#### [TASK TO COMPLETE]
Across the whole listing, how many lines hold the word "asphalt"? Reply with the number by itself.
####
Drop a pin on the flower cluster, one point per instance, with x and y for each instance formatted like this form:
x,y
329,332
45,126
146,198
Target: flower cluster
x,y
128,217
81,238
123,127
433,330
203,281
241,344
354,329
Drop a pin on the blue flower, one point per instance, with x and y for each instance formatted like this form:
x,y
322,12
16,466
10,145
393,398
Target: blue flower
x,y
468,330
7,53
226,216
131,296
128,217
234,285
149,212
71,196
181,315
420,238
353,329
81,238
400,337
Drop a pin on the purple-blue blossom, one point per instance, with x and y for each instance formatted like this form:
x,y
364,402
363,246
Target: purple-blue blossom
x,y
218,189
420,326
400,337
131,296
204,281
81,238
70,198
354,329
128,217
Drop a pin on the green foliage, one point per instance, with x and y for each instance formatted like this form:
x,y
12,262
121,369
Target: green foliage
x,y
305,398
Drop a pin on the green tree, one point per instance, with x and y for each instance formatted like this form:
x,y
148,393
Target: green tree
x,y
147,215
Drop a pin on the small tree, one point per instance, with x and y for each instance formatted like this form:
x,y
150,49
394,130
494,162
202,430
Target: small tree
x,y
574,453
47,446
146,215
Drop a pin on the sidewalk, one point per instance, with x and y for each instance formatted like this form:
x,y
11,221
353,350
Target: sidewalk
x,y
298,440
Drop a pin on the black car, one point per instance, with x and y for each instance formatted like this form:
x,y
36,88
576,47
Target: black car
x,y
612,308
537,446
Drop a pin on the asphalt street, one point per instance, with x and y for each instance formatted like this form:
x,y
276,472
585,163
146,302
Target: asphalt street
####
#### [EXPECTED OUTPUT]
2